DIRECTIONS FOR THIS TASK
Pull out the data verbatim from its beginning through the line containing "Target: high-rise building", leaving out the pictures.

+-------+

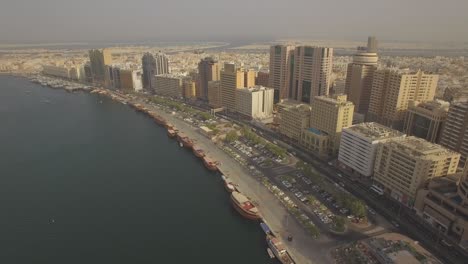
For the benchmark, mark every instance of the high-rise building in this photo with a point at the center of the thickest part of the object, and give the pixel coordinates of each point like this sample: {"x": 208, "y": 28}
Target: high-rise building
{"x": 294, "y": 118}
{"x": 112, "y": 77}
{"x": 168, "y": 85}
{"x": 329, "y": 115}
{"x": 425, "y": 120}
{"x": 188, "y": 88}
{"x": 262, "y": 79}
{"x": 98, "y": 60}
{"x": 443, "y": 204}
{"x": 358, "y": 146}
{"x": 231, "y": 79}
{"x": 455, "y": 132}
{"x": 359, "y": 78}
{"x": 393, "y": 89}
{"x": 149, "y": 68}
{"x": 214, "y": 94}
{"x": 405, "y": 164}
{"x": 255, "y": 102}
{"x": 162, "y": 64}
{"x": 208, "y": 70}
{"x": 88, "y": 73}
{"x": 372, "y": 44}
{"x": 249, "y": 78}
{"x": 311, "y": 74}
{"x": 130, "y": 80}
{"x": 280, "y": 69}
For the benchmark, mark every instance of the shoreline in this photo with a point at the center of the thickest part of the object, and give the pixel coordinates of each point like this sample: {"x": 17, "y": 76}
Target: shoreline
{"x": 274, "y": 213}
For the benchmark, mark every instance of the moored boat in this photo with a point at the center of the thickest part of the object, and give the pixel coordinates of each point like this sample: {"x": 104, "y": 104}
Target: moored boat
{"x": 270, "y": 253}
{"x": 171, "y": 133}
{"x": 159, "y": 120}
{"x": 279, "y": 250}
{"x": 243, "y": 205}
{"x": 198, "y": 152}
{"x": 169, "y": 125}
{"x": 210, "y": 164}
{"x": 228, "y": 185}
{"x": 188, "y": 143}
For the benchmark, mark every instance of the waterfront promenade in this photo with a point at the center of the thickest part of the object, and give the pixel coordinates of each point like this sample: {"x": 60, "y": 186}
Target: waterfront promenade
{"x": 303, "y": 248}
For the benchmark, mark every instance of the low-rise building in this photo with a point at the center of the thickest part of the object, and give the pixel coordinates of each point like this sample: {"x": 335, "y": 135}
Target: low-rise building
{"x": 294, "y": 118}
{"x": 255, "y": 102}
{"x": 329, "y": 115}
{"x": 358, "y": 146}
{"x": 426, "y": 120}
{"x": 405, "y": 164}
{"x": 315, "y": 141}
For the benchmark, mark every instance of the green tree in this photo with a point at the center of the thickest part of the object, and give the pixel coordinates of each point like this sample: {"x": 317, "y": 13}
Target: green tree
{"x": 339, "y": 223}
{"x": 232, "y": 136}
{"x": 358, "y": 208}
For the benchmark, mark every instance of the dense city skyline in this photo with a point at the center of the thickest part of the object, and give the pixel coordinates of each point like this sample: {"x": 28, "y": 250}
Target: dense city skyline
{"x": 144, "y": 20}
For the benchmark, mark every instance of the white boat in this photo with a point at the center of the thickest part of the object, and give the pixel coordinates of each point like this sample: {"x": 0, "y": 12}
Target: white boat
{"x": 270, "y": 253}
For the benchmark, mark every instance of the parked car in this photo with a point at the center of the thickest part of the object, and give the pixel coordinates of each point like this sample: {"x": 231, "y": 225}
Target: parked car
{"x": 286, "y": 184}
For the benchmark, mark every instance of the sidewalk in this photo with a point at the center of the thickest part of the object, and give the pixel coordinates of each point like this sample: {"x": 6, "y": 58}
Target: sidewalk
{"x": 277, "y": 217}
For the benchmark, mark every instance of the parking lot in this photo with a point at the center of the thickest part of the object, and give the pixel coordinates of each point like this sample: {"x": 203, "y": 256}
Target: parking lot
{"x": 318, "y": 200}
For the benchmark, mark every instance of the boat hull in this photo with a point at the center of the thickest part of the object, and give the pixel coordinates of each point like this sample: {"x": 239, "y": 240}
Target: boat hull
{"x": 248, "y": 215}
{"x": 198, "y": 154}
{"x": 210, "y": 167}
{"x": 229, "y": 187}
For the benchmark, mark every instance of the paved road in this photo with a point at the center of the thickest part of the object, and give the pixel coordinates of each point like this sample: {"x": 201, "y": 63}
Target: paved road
{"x": 410, "y": 224}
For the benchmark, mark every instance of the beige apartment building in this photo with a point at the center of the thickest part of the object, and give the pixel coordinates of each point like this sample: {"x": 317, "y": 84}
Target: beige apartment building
{"x": 311, "y": 74}
{"x": 404, "y": 165}
{"x": 426, "y": 120}
{"x": 454, "y": 134}
{"x": 294, "y": 118}
{"x": 131, "y": 80}
{"x": 249, "y": 78}
{"x": 168, "y": 85}
{"x": 329, "y": 115}
{"x": 188, "y": 88}
{"x": 280, "y": 69}
{"x": 358, "y": 146}
{"x": 208, "y": 70}
{"x": 444, "y": 205}
{"x": 98, "y": 60}
{"x": 262, "y": 79}
{"x": 255, "y": 102}
{"x": 214, "y": 94}
{"x": 393, "y": 89}
{"x": 231, "y": 79}
{"x": 359, "y": 78}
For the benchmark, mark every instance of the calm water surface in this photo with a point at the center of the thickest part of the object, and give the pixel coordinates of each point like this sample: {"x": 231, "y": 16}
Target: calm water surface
{"x": 87, "y": 180}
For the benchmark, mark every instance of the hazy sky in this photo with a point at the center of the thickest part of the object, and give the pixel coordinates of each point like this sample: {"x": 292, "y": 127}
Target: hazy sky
{"x": 33, "y": 21}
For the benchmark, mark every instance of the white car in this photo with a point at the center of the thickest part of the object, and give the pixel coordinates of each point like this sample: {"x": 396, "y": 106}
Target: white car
{"x": 286, "y": 184}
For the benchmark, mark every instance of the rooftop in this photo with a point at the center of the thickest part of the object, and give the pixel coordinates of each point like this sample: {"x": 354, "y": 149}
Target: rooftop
{"x": 338, "y": 99}
{"x": 255, "y": 88}
{"x": 419, "y": 147}
{"x": 375, "y": 131}
{"x": 436, "y": 105}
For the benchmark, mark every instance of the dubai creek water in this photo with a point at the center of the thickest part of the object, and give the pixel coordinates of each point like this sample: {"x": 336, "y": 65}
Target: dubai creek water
{"x": 84, "y": 179}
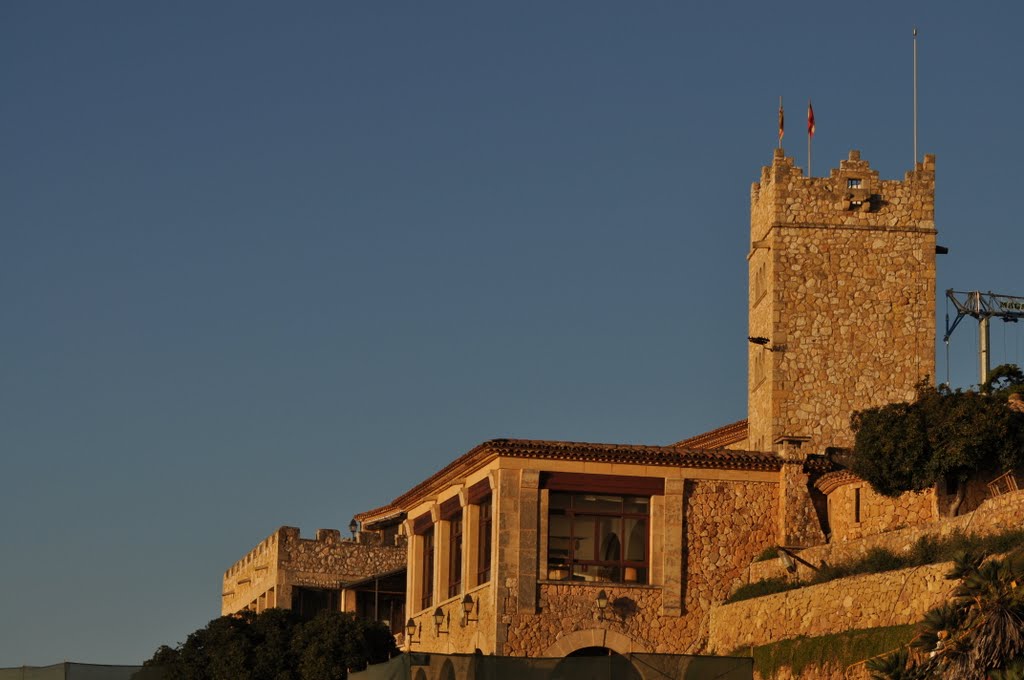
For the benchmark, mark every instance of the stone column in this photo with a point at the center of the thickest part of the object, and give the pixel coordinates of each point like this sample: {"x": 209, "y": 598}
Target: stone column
{"x": 515, "y": 515}
{"x": 671, "y": 558}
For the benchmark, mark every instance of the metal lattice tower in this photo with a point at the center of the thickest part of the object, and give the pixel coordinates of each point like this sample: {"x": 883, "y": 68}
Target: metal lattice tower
{"x": 983, "y": 306}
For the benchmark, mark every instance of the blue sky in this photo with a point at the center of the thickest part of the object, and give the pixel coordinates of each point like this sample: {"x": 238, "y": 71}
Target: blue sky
{"x": 267, "y": 263}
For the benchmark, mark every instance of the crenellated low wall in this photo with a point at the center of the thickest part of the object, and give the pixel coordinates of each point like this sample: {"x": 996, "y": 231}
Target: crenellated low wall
{"x": 264, "y": 578}
{"x": 889, "y": 598}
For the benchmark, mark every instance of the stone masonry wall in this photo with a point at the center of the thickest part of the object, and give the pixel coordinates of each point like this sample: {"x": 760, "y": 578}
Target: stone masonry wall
{"x": 994, "y": 515}
{"x": 890, "y": 598}
{"x": 458, "y": 634}
{"x": 843, "y": 292}
{"x": 878, "y": 513}
{"x": 725, "y": 525}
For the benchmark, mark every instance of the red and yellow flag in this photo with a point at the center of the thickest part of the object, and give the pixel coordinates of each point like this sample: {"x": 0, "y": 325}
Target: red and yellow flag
{"x": 781, "y": 125}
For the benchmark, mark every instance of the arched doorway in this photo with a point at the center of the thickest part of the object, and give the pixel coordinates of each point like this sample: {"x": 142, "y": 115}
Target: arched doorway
{"x": 595, "y": 664}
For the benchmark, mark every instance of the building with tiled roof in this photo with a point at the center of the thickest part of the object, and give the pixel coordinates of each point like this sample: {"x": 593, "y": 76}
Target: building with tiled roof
{"x": 529, "y": 548}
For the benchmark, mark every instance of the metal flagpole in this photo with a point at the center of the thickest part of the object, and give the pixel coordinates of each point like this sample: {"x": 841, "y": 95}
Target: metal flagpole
{"x": 781, "y": 125}
{"x": 914, "y": 96}
{"x": 810, "y": 134}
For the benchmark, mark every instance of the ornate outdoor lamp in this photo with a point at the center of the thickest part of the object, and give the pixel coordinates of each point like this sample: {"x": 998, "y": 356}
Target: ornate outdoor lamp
{"x": 468, "y": 604}
{"x": 439, "y": 619}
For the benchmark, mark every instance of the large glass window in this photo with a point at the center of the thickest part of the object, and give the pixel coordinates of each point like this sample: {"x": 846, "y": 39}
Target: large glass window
{"x": 596, "y": 537}
{"x": 455, "y": 555}
{"x": 427, "y": 572}
{"x": 483, "y": 545}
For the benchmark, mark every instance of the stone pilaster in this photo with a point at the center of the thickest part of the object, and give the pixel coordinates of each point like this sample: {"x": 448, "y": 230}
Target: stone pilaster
{"x": 672, "y": 547}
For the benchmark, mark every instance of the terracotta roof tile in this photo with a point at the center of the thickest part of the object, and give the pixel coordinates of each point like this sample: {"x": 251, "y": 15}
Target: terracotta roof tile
{"x": 674, "y": 456}
{"x": 829, "y": 481}
{"x": 719, "y": 437}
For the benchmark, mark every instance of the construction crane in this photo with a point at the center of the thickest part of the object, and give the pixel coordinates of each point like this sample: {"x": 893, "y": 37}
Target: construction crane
{"x": 982, "y": 306}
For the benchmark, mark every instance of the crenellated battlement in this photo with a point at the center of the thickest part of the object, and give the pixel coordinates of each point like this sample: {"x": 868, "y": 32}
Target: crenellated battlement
{"x": 264, "y": 549}
{"x": 265, "y": 577}
{"x": 852, "y": 196}
{"x": 842, "y": 292}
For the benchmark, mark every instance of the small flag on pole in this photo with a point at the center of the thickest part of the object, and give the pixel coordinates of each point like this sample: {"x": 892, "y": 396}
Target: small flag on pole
{"x": 781, "y": 123}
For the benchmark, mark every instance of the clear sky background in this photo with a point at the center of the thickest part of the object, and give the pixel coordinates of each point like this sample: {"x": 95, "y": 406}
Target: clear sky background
{"x": 274, "y": 263}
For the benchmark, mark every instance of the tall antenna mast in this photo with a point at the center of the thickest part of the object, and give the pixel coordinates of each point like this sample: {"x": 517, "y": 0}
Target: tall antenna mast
{"x": 914, "y": 96}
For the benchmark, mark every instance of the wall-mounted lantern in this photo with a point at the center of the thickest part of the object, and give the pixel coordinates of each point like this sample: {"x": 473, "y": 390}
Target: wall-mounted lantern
{"x": 469, "y": 606}
{"x": 441, "y": 619}
{"x": 602, "y": 603}
{"x": 411, "y": 631}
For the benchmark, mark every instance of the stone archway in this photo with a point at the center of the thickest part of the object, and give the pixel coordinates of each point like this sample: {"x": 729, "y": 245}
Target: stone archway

+-------+

FINAL RESULT
For the benchmark, mark every instance of the high-rise building in this photo with a point at the center of the thickest part of the object, and give the pixel coordinates of each point like this sample: {"x": 208, "y": 28}
Target: high-rise building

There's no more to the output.